Number of batches in test_loader_aug is: 88.
In [ ]:
%%time
criterion = nn.CrossEntropyLoss()
optimizer = optim.SGD(CNN_Model.parameters(), lr=0.001, momentum=0.9)

# Train the model
report_batchs = 160
EPOCHS = 20
# Pass the whole dataset multiple times to CNN Model
for epoch in range(EPOCHS):

    running_loss = 0.0

    for i, data in enumerate(train_loader_aug, 0):
        # Get the inputs/features and labels
        inputs, labels = data
        inputs, labels = inputs.to(device), labels.to(device)
        # Reset gradients = 0
        optimizer.zero_grad()

        # Forward progagation to compute the outputs
        outputs = CNN_Model(inputs)
        loss = criterion(outputs, labels)

◆ **Rows**:
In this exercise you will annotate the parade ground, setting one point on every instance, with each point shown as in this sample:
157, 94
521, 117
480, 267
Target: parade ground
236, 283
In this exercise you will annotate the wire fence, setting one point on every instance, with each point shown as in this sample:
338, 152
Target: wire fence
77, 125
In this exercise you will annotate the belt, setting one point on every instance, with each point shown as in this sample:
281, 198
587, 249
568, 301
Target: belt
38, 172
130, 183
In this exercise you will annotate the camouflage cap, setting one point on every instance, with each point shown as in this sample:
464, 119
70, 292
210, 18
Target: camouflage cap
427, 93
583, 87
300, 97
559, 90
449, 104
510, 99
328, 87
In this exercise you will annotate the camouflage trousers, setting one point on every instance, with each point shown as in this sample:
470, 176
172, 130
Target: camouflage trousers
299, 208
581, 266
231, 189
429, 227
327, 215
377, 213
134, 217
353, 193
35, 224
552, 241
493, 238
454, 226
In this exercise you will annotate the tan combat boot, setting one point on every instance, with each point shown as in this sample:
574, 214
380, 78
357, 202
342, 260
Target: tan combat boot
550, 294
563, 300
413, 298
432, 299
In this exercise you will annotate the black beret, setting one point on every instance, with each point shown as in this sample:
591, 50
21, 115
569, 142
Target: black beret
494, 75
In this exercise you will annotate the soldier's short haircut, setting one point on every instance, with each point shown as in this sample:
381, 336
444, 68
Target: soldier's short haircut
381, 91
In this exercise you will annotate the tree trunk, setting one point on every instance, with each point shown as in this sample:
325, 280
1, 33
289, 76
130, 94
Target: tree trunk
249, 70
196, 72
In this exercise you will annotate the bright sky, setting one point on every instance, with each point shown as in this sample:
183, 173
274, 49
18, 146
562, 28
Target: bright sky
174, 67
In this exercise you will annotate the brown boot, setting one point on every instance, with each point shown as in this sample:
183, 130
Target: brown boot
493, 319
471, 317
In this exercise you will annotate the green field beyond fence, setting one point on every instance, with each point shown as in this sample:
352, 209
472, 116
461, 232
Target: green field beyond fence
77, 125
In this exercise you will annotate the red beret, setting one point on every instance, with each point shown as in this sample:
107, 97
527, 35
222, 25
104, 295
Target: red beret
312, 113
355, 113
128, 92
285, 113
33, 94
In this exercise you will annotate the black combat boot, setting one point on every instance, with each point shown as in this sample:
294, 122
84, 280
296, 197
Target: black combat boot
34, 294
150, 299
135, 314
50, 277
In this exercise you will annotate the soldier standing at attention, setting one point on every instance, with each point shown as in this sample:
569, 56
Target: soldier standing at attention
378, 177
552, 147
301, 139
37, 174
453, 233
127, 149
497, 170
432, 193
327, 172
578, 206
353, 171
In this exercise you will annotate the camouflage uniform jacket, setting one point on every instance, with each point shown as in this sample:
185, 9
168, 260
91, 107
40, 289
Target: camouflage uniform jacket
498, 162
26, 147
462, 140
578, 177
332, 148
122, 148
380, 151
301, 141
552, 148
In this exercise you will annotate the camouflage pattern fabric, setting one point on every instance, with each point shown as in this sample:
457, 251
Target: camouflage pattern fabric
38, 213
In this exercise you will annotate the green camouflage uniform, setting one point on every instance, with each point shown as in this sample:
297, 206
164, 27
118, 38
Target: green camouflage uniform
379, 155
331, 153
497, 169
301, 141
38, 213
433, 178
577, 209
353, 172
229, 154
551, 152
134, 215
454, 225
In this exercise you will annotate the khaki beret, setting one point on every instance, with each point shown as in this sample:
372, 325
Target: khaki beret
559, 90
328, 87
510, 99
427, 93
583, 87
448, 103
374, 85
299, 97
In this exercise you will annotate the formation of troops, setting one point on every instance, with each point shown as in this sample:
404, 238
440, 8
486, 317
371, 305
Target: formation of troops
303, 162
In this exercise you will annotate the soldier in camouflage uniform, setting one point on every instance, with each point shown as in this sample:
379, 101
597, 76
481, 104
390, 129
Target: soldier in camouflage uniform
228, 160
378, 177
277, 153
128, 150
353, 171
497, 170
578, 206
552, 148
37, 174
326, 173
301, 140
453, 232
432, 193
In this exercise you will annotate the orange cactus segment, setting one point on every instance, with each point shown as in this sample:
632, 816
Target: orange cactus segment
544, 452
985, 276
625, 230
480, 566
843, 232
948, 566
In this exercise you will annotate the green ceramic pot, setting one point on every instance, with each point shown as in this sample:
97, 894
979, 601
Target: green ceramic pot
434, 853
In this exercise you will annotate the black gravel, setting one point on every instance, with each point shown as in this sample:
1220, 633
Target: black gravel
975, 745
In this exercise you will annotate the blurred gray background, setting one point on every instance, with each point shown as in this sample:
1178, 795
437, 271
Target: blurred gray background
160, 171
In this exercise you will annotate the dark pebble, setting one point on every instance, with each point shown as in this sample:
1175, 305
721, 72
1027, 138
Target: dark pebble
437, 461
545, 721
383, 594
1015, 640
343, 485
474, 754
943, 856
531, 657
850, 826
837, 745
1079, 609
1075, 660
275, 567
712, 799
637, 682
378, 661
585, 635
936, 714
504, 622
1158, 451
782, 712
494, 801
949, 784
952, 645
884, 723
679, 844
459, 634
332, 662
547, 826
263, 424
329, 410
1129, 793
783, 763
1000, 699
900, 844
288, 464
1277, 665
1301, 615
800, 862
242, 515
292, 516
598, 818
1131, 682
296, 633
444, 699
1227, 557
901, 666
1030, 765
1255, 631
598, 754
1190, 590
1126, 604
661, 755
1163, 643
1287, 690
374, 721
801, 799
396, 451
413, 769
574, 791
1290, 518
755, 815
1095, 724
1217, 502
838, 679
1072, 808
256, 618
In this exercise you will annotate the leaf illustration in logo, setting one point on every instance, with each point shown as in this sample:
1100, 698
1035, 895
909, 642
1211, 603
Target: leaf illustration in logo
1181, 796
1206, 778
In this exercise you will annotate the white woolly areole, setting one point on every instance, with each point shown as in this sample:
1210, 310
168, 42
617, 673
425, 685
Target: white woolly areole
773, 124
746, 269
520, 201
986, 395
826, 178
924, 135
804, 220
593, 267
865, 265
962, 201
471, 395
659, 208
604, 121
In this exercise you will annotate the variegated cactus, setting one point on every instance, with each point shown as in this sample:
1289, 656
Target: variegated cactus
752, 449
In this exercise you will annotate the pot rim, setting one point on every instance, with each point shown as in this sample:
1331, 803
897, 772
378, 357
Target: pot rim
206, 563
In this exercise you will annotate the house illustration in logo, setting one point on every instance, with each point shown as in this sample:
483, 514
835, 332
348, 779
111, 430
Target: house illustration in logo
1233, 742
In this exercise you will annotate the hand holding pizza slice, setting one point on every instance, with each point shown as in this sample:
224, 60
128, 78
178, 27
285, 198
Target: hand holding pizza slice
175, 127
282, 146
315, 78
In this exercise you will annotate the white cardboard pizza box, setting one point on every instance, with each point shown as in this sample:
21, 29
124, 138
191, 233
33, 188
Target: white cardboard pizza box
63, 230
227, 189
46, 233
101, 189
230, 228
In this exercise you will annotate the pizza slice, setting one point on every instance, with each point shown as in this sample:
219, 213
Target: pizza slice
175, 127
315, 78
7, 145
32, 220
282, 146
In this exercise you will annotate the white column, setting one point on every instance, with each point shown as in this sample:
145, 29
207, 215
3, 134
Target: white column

◆ **List of tasks**:
- A) Retype the passage of the training code from "running_loss = 0.0" up to and including "optimizer.zero_grad()".
- B) Switch "column" to "pillar" in the records, from the line with "In this exercise you will annotate the pizza" up to and including the final line of the records. Give only those lines again, with everything else left as it stands.

◆ **Results of the exercise**:
- A)
running_loss = 0.0

    for i, data in enumerate(train_loader_aug, 0):
        # Get the inputs/features and labels
        inputs, labels = data
        inputs, labels = inputs.to(device), labels.to(device)
        # Reset gradients = 0
        optimizer.zero_grad()

- B)
In this exercise you will annotate the pizza slice, setting one point on every instance, with each point shown as in this sample:
219, 213
Target: pizza slice
175, 127
315, 78
7, 145
32, 220
282, 146
In this exercise you will annotate the white pillar, setting one point on every instance, with each point shown as in this sample:
145, 29
207, 215
3, 134
Target: white pillar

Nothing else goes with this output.